Reproduce the data between the lines holding "In this exercise you will indicate the potted" and "98), (99, 12)]", inclusive, adding 104 to every coordinate in the answers and leaving all other numbers unchanged.
····················
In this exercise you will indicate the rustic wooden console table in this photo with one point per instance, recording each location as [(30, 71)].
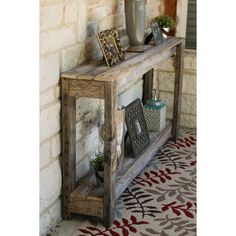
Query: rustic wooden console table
[(96, 80)]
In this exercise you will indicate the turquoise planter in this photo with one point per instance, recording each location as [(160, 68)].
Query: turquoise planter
[(135, 21)]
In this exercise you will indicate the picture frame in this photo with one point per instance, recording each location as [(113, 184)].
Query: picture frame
[(136, 127), (112, 50), (157, 34)]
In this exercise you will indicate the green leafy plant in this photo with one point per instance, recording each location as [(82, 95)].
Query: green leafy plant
[(165, 21), (98, 162)]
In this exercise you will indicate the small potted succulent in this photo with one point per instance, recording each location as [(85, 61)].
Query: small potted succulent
[(166, 23), (98, 166)]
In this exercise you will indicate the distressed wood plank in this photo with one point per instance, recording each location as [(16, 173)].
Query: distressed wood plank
[(86, 185), (86, 88), (110, 152), (179, 62), (136, 166), (68, 116)]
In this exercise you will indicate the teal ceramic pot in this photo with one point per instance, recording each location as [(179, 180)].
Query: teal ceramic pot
[(135, 21)]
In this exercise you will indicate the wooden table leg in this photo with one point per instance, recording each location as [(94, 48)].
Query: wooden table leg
[(179, 60), (68, 122), (147, 85), (110, 92)]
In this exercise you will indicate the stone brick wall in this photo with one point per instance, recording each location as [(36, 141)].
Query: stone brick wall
[(165, 88), (67, 38)]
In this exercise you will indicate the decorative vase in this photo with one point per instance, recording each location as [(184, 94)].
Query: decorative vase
[(135, 21), (165, 35)]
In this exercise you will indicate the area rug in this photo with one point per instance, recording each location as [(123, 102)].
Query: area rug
[(161, 200)]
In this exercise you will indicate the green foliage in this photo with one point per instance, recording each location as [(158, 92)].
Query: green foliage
[(165, 21), (98, 162)]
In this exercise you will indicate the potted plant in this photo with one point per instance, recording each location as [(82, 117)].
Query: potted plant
[(98, 166), (166, 23)]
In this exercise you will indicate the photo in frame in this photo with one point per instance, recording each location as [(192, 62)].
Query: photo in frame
[(157, 34), (112, 50), (136, 127)]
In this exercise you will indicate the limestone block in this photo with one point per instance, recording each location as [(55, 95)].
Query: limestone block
[(188, 104), (44, 224), (86, 125), (51, 16), (49, 2), (86, 144), (49, 121), (71, 10), (55, 212), (56, 145), (70, 58), (83, 167), (57, 39), (188, 120), (167, 65), (46, 97), (50, 185), (45, 154), (82, 20), (189, 83), (49, 71), (166, 81), (135, 91), (167, 98), (99, 12)]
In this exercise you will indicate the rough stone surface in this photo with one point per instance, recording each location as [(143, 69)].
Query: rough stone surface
[(83, 166), (86, 144), (49, 71), (50, 185), (56, 145), (188, 104), (49, 121), (44, 224), (47, 97), (189, 83), (82, 20)]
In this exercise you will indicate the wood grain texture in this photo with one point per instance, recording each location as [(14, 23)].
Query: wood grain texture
[(179, 62), (110, 152), (68, 116), (147, 85), (86, 88), (97, 81)]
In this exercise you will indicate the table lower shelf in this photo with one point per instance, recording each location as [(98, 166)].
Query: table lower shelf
[(87, 198)]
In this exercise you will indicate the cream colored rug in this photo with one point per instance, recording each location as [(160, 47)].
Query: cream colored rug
[(161, 200)]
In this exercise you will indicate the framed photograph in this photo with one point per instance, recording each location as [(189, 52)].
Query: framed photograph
[(111, 48), (136, 127), (157, 34)]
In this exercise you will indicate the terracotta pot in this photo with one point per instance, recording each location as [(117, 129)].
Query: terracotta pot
[(135, 21)]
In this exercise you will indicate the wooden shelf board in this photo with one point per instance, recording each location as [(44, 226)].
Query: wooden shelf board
[(87, 198)]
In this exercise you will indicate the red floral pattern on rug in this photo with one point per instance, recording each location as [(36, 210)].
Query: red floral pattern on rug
[(159, 201)]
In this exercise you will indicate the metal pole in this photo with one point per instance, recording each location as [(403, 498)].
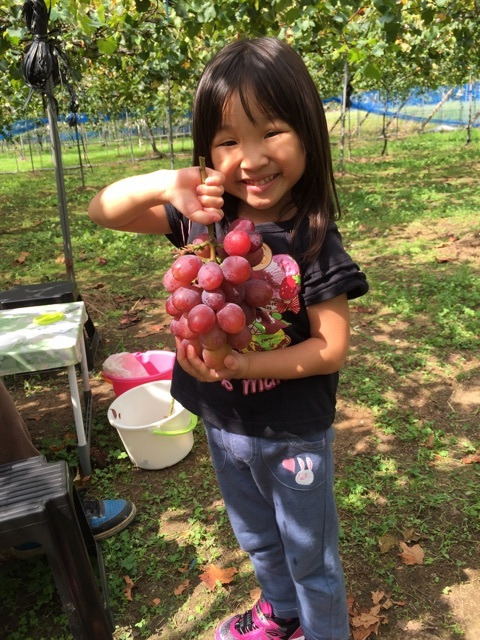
····················
→ CORRECT RESULT:
In this exercise you will indicate the potted plant in this photo with one point per instance, recording each location as [(82, 117)].
Query: potted plant
[(202, 270), (270, 127)]
In this exercise you will indicate the photo in frame in this photo with one point per instance, recording each location as [(192, 62)].
Query: photo in frame
[(261, 138), (216, 154), (240, 231)]
In this exercise you will indicate the limestone block in this photo with one point per instance, recording each location as [(55, 95)].
Query: limestone block
[(292, 208), (148, 328), (190, 229), (155, 120), (153, 106), (190, 248), (153, 225), (175, 114), (159, 316), (160, 249), (174, 162), (187, 271), (161, 143), (292, 224), (271, 169), (150, 201), (154, 289), (149, 258), (186, 124), (293, 187), (153, 175), (270, 185), (239, 195), (271, 202), (203, 116)]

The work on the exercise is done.